• _THE REQUEST_
Rewrite every one of the rows below as a numbered list, leaving out any blank lines.

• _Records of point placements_
-=-=-=-=-

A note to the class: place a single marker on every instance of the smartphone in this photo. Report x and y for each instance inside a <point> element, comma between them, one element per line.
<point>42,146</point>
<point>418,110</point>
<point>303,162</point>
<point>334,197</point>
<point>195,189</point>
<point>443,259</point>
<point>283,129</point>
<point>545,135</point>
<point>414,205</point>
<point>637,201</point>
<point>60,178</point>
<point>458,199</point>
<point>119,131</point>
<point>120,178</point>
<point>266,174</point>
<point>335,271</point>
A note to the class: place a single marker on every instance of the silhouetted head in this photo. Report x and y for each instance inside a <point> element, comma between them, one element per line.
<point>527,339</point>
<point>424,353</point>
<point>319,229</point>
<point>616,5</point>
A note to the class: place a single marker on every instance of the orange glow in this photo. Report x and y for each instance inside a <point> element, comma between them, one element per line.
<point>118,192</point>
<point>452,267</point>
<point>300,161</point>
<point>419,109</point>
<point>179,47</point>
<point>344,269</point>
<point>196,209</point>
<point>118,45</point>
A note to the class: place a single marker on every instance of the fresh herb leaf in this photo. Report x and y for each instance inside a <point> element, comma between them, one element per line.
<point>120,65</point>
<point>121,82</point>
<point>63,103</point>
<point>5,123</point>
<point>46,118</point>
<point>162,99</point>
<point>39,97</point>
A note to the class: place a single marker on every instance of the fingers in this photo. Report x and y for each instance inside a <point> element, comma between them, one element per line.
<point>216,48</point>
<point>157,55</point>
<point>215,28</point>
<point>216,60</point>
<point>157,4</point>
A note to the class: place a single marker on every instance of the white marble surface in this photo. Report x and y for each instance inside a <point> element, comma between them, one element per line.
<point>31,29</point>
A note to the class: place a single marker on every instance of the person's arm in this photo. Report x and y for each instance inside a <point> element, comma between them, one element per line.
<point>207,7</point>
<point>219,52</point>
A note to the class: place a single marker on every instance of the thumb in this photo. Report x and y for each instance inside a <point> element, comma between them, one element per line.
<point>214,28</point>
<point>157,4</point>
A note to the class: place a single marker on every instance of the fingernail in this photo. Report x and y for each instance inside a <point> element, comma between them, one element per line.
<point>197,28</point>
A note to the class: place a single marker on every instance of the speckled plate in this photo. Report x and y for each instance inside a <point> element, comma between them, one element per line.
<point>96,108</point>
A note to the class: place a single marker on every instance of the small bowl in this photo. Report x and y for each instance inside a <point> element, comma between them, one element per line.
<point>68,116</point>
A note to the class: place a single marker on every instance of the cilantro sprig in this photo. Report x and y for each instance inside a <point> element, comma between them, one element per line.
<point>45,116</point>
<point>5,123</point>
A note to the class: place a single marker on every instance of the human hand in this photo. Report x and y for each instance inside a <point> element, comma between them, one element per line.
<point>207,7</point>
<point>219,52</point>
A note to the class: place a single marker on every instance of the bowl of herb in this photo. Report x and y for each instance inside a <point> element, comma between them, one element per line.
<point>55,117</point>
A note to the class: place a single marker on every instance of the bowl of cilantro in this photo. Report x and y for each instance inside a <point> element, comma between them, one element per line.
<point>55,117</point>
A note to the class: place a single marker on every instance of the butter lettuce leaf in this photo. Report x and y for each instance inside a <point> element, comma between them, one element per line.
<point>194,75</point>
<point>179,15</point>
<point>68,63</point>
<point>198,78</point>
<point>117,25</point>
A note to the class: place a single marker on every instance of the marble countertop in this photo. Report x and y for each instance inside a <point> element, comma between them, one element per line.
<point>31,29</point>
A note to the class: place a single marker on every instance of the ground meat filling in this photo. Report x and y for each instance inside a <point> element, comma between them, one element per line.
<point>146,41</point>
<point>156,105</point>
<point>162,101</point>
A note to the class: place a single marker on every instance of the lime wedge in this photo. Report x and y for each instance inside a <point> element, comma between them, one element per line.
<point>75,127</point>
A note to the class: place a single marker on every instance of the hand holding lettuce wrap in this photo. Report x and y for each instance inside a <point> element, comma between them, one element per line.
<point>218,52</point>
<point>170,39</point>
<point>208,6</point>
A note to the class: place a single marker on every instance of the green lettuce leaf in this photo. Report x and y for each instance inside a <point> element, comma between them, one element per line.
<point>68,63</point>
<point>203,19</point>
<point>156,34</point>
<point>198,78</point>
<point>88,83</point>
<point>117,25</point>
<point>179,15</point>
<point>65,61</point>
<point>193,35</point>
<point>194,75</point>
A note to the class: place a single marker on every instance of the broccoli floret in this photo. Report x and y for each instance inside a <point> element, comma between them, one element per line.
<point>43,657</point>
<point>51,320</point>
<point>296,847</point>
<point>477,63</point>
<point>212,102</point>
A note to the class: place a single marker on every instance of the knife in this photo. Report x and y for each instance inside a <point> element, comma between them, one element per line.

-=-=-=-=-

• _TASK SOLUTION_
1. A note to the class: place a single marker on every instance of the smartphone in this photo. Report x and y for each instance inside a <point> element, comma between them, one element per line.
2. <point>42,146</point>
3. <point>418,110</point>
4. <point>303,162</point>
5. <point>334,197</point>
6. <point>195,189</point>
7. <point>443,259</point>
8. <point>283,129</point>
9. <point>545,135</point>
10. <point>414,205</point>
11. <point>637,201</point>
12. <point>60,178</point>
13. <point>458,199</point>
14. <point>119,131</point>
15. <point>120,178</point>
16. <point>266,174</point>
17. <point>335,271</point>
18. A note to the class: place a single marker on every instance of the silhouetted head in this photo. Report x and y for each instance inside a <point> element, comma between them, one element per line.
19. <point>527,339</point>
20. <point>424,353</point>
21. <point>319,229</point>
22. <point>616,5</point>
23. A note to the class: place a single marker on every instance of the orange glow in this photo. Report x and y for each instance inside a <point> element, comma between them, one element per line.
24. <point>118,192</point>
25. <point>452,267</point>
26. <point>300,161</point>
27. <point>419,109</point>
28. <point>179,47</point>
29. <point>344,269</point>
30. <point>196,209</point>
31. <point>118,45</point>
32. A note to the class: place a single marker on every instance of the fresh herb leaf in this photo. Report x and y for each instance inside a <point> element, comma between them, one element per line.
33. <point>120,65</point>
34. <point>121,82</point>
35. <point>63,103</point>
36. <point>5,123</point>
37. <point>46,118</point>
38. <point>162,99</point>
39. <point>39,97</point>
40. A note to the class: place a single marker on every instance of the fingers in this photo. Report x and y for each instance inside a <point> element, comma between them, one element per line.
41. <point>216,48</point>
42. <point>157,55</point>
43. <point>215,28</point>
44. <point>216,60</point>
45. <point>157,4</point>
46. A note to the class: place a single marker on every instance of the white marble surface in this photo. Report x and y for each instance inside a <point> element, comma between them, one element per line.
47. <point>31,29</point>
48. A note to the class: place a single marker on every instance of the person's arm in this photo. Report x and y for each instance inside a <point> element, comma between them, one element per line.
49. <point>207,7</point>
50. <point>219,52</point>
51. A note to the class: place a single marker on every instance of the thumb in this photo. Report x and y for each instance inside a <point> element, comma between them, one element per line.
52. <point>214,28</point>
53. <point>157,4</point>
54. A note to the class: place a single marker on every instance of the fingernail in this photo. Report x and y for each instance inside a <point> element, comma between them, one element per line.
55. <point>197,28</point>
56. A note to the class: place a single marker on every instance of the speckled plate in this photo. Report x and y for each instance inside a <point> element, comma between them, one element per line.
57. <point>96,108</point>
58. A note to the class: place a single marker on every instance of the small bowl in this photo. Report x and y for each instance inside a <point> element, comma between them, one element per line.
59. <point>68,116</point>
60. A note to the class: place a single marker on every instance of the cilantro sprig in this photo. Report x and y for each instance inside a <point> element, comma between them, one element per line.
61. <point>45,116</point>
62. <point>5,123</point>
63. A note to the class: place a single marker on every instance of the human hand in this photo. Report x and y for each instance inside a <point> element, comma between them, one element per line.
64. <point>207,7</point>
65. <point>219,52</point>
66. A note to the class: place a single marker on every instance of the bowl of herb in this photo. Report x and y for each instance inside a <point> element, comma between them, one element per line.
67. <point>55,117</point>
68. A note to the class: place a single marker on every instance of the bowl of cilantro in this photo. Report x and y for each instance inside a <point> element, comma between them, one element per line.
69. <point>55,117</point>
70. A note to the class: place a single marker on every instance of the butter lettuce leaf in this photo. Report x and y for each instance inside a <point> element, comma between them, one element per line.
71. <point>194,75</point>
72. <point>179,15</point>
73. <point>68,63</point>
74. <point>198,78</point>
75. <point>117,25</point>
76. A note to the class: place a single marker on every instance of the marble countertop in this photo. Report x and y for each instance inside a <point> element, comma between them, one element per line.
77. <point>31,29</point>
78. A note to the class: place a single marker on every instance of the ground meat filling in this photo. Report x and y for each instance inside a <point> element, comma between them, one element per line.
79. <point>146,41</point>
80. <point>156,105</point>
81. <point>162,101</point>
82. A note to the class: place a single marker on every instance of the lime wedge in this photo. Report x and y for each instance inside a <point> element, comma between them, one element per line.
83. <point>75,127</point>
84. A note to the class: place a single marker on every instance of the hand holding lettuce wrap in this photo. Report x and y for each instance inside a <point> element, comma between them, one element per line.
85. <point>218,52</point>
86. <point>170,39</point>
87. <point>208,6</point>
88. A note to the class: place a single marker on every instance of the green lettuce leaf in this photo. Report x and y for each instance inside a <point> element, comma between them, one element per line.
89. <point>68,63</point>
90. <point>203,19</point>
91. <point>156,34</point>
92. <point>198,78</point>
93. <point>88,83</point>
94. <point>117,25</point>
95. <point>179,15</point>
96. <point>65,61</point>
97. <point>193,35</point>
98. <point>194,75</point>
99. A note to the class: place a single marker on every instance of the broccoli floret in this photo. Report x and y for each instance inside a <point> element, comma between them, one element per line.
100. <point>43,657</point>
101. <point>51,320</point>
102. <point>296,847</point>
103. <point>477,63</point>
104. <point>212,102</point>
105. A note to the class: place a single marker on every instance of the knife in this photo. Report x and y for each instance inside a <point> element, comma between them, one element per line.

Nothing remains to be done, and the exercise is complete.